── Input data
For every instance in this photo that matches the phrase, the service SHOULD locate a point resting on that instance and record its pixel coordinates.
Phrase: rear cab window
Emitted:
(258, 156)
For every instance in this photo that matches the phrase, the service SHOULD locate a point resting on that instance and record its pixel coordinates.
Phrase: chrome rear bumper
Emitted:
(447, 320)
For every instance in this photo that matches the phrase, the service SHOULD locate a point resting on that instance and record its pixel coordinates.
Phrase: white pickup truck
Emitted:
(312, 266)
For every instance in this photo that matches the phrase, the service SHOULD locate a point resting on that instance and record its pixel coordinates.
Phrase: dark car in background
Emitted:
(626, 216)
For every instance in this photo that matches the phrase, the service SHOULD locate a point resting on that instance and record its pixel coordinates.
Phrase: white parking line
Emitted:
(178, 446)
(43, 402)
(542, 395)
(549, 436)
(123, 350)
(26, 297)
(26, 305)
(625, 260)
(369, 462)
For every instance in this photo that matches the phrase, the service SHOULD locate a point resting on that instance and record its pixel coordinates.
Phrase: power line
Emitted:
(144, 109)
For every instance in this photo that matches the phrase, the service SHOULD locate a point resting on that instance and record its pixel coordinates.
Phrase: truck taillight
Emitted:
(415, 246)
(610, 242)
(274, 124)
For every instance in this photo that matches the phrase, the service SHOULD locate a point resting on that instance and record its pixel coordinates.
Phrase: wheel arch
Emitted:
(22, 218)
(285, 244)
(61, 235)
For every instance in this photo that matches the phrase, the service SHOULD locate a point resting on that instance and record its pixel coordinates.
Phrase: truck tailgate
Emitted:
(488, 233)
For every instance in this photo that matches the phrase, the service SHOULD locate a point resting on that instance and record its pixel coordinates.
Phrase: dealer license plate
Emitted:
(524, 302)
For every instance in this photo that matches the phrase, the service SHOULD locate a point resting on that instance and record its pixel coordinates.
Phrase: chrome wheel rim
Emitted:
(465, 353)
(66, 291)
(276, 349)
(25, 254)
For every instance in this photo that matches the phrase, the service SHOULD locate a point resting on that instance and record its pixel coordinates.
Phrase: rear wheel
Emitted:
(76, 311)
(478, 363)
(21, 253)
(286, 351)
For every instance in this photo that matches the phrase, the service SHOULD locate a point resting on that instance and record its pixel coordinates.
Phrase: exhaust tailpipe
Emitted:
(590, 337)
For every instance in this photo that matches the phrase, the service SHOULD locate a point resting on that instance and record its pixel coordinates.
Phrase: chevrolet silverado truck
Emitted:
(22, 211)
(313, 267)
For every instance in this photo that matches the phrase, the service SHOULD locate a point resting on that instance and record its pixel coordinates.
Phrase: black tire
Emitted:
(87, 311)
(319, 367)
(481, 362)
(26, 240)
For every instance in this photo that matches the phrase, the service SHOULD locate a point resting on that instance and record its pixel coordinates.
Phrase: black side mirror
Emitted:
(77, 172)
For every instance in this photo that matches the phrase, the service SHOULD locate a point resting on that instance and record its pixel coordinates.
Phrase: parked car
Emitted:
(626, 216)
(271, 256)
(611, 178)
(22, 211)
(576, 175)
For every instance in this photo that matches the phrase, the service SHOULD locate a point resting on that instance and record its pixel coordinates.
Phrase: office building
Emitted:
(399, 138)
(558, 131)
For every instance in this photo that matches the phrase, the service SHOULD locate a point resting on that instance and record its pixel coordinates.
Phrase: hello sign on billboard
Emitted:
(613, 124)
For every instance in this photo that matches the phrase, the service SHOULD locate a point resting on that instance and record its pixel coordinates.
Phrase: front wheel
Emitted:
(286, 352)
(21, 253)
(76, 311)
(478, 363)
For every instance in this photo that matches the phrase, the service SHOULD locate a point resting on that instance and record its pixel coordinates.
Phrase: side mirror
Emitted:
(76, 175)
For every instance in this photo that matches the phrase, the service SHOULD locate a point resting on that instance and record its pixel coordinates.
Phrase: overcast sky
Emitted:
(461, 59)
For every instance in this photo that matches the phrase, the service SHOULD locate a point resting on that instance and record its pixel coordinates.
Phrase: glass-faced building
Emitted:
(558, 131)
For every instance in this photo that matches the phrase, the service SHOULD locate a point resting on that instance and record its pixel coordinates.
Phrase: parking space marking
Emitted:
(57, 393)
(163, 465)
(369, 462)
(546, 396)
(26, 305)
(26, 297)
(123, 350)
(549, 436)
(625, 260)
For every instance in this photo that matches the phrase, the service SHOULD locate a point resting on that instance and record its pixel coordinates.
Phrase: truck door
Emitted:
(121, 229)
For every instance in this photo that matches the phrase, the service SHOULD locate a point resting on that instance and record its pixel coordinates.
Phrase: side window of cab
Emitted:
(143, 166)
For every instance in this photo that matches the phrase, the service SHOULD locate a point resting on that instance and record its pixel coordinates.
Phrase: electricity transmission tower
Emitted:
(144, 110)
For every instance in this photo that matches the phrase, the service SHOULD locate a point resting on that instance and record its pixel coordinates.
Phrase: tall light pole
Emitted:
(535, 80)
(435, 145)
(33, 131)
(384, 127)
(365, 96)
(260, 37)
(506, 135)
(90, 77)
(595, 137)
────
Exercise details —
Check each line of the listing for the word "wheel" and state how many lines contain it, with no other words.

Answer section —
4